== Data for this task ==
#####

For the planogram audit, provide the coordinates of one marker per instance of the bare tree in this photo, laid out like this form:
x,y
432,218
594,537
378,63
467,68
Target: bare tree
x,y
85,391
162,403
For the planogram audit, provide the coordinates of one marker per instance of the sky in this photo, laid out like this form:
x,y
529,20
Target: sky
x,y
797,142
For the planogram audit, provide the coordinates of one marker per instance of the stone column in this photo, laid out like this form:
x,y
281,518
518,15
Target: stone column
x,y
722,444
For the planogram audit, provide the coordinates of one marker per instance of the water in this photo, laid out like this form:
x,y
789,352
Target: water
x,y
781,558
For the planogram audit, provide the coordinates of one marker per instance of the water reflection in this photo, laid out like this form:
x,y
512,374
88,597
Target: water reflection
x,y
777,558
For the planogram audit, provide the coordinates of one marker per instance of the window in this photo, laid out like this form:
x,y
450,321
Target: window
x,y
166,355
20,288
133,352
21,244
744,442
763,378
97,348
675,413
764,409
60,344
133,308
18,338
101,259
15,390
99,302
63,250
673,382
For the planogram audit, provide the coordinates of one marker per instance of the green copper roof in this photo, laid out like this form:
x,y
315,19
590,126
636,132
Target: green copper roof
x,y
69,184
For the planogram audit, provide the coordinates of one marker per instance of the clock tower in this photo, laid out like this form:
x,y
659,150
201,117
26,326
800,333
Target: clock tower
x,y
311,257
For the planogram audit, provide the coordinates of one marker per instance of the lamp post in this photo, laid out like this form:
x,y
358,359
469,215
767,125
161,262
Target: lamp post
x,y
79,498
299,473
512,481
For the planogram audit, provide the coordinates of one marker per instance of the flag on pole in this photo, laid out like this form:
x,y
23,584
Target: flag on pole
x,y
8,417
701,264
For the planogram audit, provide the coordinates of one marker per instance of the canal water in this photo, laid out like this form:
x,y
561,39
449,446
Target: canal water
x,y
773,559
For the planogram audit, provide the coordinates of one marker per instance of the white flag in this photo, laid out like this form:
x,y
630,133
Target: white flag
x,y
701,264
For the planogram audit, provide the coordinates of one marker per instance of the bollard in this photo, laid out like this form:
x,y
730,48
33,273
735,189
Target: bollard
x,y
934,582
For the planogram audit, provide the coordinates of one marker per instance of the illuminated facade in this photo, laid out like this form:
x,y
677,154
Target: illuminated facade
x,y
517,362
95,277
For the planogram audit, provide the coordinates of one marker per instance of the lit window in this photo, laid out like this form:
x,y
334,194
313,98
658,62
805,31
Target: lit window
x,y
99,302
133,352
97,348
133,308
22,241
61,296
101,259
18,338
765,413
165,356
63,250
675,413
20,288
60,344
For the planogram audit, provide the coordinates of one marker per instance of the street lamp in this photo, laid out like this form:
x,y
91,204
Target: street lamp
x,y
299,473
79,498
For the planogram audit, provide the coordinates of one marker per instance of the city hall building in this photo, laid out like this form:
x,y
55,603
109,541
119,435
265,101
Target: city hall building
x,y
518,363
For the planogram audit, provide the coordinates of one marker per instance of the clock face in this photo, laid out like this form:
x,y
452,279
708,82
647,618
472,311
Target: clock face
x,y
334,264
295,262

#####

== Directions ==
Copy every record exactly, with nothing added or dropped.

== Result of the exercise ==
For the planogram audit, provide the coordinates of one marker per instance of the bare tree in this photo, laid out like this form:
x,y
432,218
594,537
378,63
467,68
Target: bare tree
x,y
85,391
162,403
For the planogram audit, provide the coordinates of one marker per instance of the sky in this photo, laid out like this form:
x,y
529,20
Target: sky
x,y
797,142
For the planogram audit, provide the coordinates of one marker per instance of the stone column in this photo, laid out like this form:
x,y
281,518
518,15
Target: stone column
x,y
722,444
For the planogram audit, provide the coordinates of one marker per instance of the water in this photo, laid out like this form:
x,y
789,352
Target: water
x,y
781,558
For the planogram audit, provide the coordinates of one marker per instance of the water reflection in this photo, laid out like this form:
x,y
512,374
88,597
Target: water reflection
x,y
777,558
For the planogram audit, provide the coordinates of one marker per instance of the window in this photo, laid out like this form:
x,y
450,321
Target: window
x,y
166,355
20,288
133,352
21,244
744,442
763,378
97,348
675,413
764,409
60,344
133,308
18,338
101,259
15,390
99,302
63,250
673,382
For the planogram audit, provide the coordinates of one marker per instance of the green copper roof in this photo, laid out like this form:
x,y
315,19
590,126
636,132
Target: green copper roof
x,y
69,184
For the planogram audit, provide the coordinates of one marker per instance of the clock tower in this photo, laid out like this form:
x,y
659,150
201,117
26,326
800,333
Target: clock tower
x,y
311,257
For the planogram audit, provide the coordinates of one marker per instance of the lamp post in this photo, laid out like this form:
x,y
358,359
469,215
767,125
161,262
Target: lamp post
x,y
79,498
299,473
512,481
For the planogram audit, provide the coordinates of one marker per instance of the flag on pole in this photo, laid out like this form:
x,y
23,584
Target: flag on pole
x,y
8,417
701,264
For the planogram audit, provide the coordinates of one marker per instance of the canal water in this photo, laid out like this form:
x,y
561,39
449,446
Target: canal water
x,y
773,559
For the planogram audit, provide the coordinates of one marker per instance of the white flag in this photo, laid out like this form:
x,y
630,133
Target: white flag
x,y
701,264
For the planogram audit, provide the coordinates of one marker per instance of the bollard in this photo, laid out like this form:
x,y
730,48
33,273
735,189
Target: bollard
x,y
934,582
For the planogram audit, provide the coordinates of one marker per instance of the illuminated facade in this photo, laid out like this form:
x,y
677,154
Target: illuminated facade
x,y
517,362
95,277
For the planogram audit, provide the coordinates of one marker per instance of the lit window in this photo, laid out like this form:
x,y
334,194
313,98
658,62
805,31
Target: lit window
x,y
99,302
133,352
97,348
133,308
22,241
61,296
101,259
18,338
765,413
165,356
63,250
675,413
20,288
60,344
For the planogram audit, provide the coordinates of one marker per instance of the street lamp in this photo, laid out like this form:
x,y
91,204
Target: street lamp
x,y
299,473
79,498
For the planogram audit, provide the coordinates of one marker per instance of the city hall building in this photo, laid out like this form:
x,y
55,603
109,541
119,435
265,101
Target: city hall building
x,y
518,363
For the planogram audit, provide the coordinates of one marker per instance of the clock face in this photo, laid out like this form:
x,y
452,279
708,82
647,618
472,311
Target: clock face
x,y
334,264
295,262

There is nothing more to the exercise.